§ Document text:
Round 4, Pick 118: Chris Rumph, DE, Duke

Rumph is an interesting prospect as he is projected as an outside linebacker at the next level but played primarily defensive end at Duke. At 6-foot-3, 244-lbs, Rumph simply does not have the prototypical size of an NFL defensive end. His strengths as a pass rusher lie in his superhuman athleticism and non-stop motor. Rumph is a player who never gives up on a play, totaling 33 tackles for loss and 17.5 sacks during his collegiate career.

Defensive guru Brandon Staley is the perfect coach to fully unlock the potential of an athletic player like Rumph who lacks the positional fundamentals. Rumph will be an instant special teams contributor who will develop into a successful rotational pass-rusher.

Round 5, Pick 185: Brenden Jaimes, OL, Nebraska

In the fifth round, the Chargers decided to double-dip into the draft’s talented offensive line class by selecting Brenden Jaimes. Jaimes is not a prospect who will wow you with athleticism. Instead, he relies on his fundamentals and high football IQ to quickly get into blocks. He has great vision plus he offers position versatility, with his ability to play guard and tackle. For a team like the Chargers, who have battled so many injuries over the past couple of seasons, a prospect like Jaimes who can play multiple positions is extremely valuable.

Jaimes won’t crack the starting lineup this season but will serve as the team’s backup guard, or tackle if necessary.

§ What you need to do:
- A) Answer these questions using the draft write-up:
(i) What height and weight does the draft write-up give for Chris Rumph?
(ii) Which coach is called the perfect coach to unlock Rumph's potential?
(iii) Which two positions can Brenden Jaimes play?
- B) Copy the draft write-up starting at "Defensive guru Brandon" and ending at "is extremely valuable.", but change "athleticism" to "speed".
- C) Go on with the draft write-up about the Chargers' picks after its last sentence.

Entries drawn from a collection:
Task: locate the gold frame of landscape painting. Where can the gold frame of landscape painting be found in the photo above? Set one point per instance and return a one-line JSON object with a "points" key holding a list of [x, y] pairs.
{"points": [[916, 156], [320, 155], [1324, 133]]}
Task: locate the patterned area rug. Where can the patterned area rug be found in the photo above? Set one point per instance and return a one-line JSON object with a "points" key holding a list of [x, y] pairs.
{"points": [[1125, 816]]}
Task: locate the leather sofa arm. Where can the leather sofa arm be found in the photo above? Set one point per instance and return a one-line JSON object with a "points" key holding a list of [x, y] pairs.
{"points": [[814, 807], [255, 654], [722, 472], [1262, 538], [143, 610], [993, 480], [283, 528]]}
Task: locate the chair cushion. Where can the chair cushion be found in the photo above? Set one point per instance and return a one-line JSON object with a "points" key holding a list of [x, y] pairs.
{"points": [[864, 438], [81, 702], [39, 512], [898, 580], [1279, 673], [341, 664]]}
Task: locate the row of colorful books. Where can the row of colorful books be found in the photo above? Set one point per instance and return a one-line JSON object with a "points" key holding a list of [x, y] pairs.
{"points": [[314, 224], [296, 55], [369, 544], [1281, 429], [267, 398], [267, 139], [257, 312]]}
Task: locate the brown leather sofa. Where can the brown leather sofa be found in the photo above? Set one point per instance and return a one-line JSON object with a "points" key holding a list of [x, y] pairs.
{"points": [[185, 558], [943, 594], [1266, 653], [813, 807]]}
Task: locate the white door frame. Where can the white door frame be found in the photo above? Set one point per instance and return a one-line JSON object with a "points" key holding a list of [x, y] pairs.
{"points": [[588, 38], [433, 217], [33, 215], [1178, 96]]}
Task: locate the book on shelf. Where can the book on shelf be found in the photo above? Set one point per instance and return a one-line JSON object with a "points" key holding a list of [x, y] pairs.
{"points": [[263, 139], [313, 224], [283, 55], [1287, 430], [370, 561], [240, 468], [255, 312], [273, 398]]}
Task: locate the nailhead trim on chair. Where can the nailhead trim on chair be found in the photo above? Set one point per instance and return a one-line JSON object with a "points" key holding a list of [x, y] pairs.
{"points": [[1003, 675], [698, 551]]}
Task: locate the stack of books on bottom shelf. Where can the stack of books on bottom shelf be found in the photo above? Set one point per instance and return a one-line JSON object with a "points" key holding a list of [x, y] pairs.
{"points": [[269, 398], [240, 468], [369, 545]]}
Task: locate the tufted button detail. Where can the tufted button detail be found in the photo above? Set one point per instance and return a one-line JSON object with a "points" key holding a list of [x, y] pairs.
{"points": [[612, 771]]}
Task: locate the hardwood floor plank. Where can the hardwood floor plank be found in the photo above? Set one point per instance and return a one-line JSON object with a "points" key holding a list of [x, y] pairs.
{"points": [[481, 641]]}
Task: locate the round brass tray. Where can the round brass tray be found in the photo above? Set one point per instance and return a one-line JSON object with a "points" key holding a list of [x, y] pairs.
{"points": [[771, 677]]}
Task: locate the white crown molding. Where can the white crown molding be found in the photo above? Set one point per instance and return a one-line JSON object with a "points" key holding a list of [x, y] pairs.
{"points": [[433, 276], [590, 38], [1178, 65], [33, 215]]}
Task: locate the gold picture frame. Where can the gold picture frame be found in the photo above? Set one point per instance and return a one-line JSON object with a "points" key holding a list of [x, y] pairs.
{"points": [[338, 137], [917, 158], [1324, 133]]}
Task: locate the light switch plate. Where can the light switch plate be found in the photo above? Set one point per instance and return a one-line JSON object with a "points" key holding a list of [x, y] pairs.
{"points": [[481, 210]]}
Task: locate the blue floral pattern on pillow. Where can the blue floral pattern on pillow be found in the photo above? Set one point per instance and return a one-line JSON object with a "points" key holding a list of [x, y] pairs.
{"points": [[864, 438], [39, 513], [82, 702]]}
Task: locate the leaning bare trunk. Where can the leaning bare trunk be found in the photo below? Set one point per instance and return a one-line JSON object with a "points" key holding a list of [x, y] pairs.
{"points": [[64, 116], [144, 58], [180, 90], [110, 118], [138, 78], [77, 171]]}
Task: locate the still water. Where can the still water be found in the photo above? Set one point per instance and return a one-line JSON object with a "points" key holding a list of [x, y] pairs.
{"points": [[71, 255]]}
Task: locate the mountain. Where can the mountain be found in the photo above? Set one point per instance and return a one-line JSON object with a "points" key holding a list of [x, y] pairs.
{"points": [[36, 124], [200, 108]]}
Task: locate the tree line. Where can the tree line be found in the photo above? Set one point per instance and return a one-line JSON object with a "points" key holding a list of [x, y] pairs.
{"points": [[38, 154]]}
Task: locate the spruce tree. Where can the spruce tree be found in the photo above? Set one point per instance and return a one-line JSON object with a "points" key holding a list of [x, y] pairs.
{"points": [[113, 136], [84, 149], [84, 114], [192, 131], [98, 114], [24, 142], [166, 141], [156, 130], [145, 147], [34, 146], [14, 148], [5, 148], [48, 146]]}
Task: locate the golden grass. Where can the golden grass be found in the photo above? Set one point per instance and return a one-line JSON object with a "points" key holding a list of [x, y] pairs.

§ Answers provided:
- A)
(i) 6-foot-3 and 244 lbs
(ii) Brandon Staley
(iii) Guard and tackle

- B)
Defensive guru Brandon Staley is the perfect coach to fully unlock the potential of an athletic player like Rumph who lacks the positional fundamentals. Rumph will be an instant special teams contributor who will develop into a successful rotational pass-rusher.

Round 5, Pick 185: Brenden Jaimes, OL, Nebraska

In the fifth round, the Chargers decided to double-dip into the draft’s talented offensive line class by selecting Brenden Jaimes. Jaimes is not a prospect who will wow you with speed. Instead, he relies on his fundamentals and high football IQ to quickly get into blocks. He has great vision plus he offers position versatility, with his ability to play guard and tackle. For a team like the Chargers, who have battled so many injuries over the past couple of seasons, a prospect like Jaimes who can play multiple positions is extremely valuable.

- C)
Round 6, Pick 185: Nick Niemann, LB, Iowa

With the first pick of the sixth-round, Los Angeles selected former Iowa Hawkeye Nick Niemann. Niemann joins a Charger linebacker room that already features Kenneth Murray, Drue Tranquill, and Kyzir White. Niemann is a sure open-field tackler and is a disruptive force against the run game. Having a thumper like Niemann in the middle of the defense is a great compliment to the group.

His effort alone will make him a valuable asset on punt and kickoff coverage. Plus, there is potential that he could log some snaps as an inside linebacker in short-yardage situations.

Round 6, Pick 198: Larry Rountree III, RB, Missouri

This pick is my runner-up for “Biggest Head Scratcher.” The current running back committee of Austin Ekeler, Justin Jackson, and Joshua Kelley is a very versatile group with all three able to make an impact in both the run and pass offense.

One type of player that the group is missing is the bigger, physical back. Someone who can barrel forward and pick up the tough yards in short-yardage situations. Rountree played with a lot of physicality during his time at Missouri, but it’s his size that’s concerning. At 5-foot-10, 210-lbs he doesn’t completely fit the bill of the bruising running back the team needs. If he hopes to see some playing time this season, he will have to have an outstanding training camp.

Round 7, Pick 241: Mark Webb, S, Georgia

With the team’s ninth and final pick, the Chargers selected safety Mark Webb out of Georgia. He is a bigger defensive back (6-foot-1, 210-lbs) who has spent time at safety and at corner in college. Webb’s subpar athleticism will make him a liability as a free safety but he is a strong, physical defender who is better when he lines up closer to the line of scrimmage.

His playstyle would best be utilized as a backup strong safety or as a hybrid linebacker (think Adrian Phillips).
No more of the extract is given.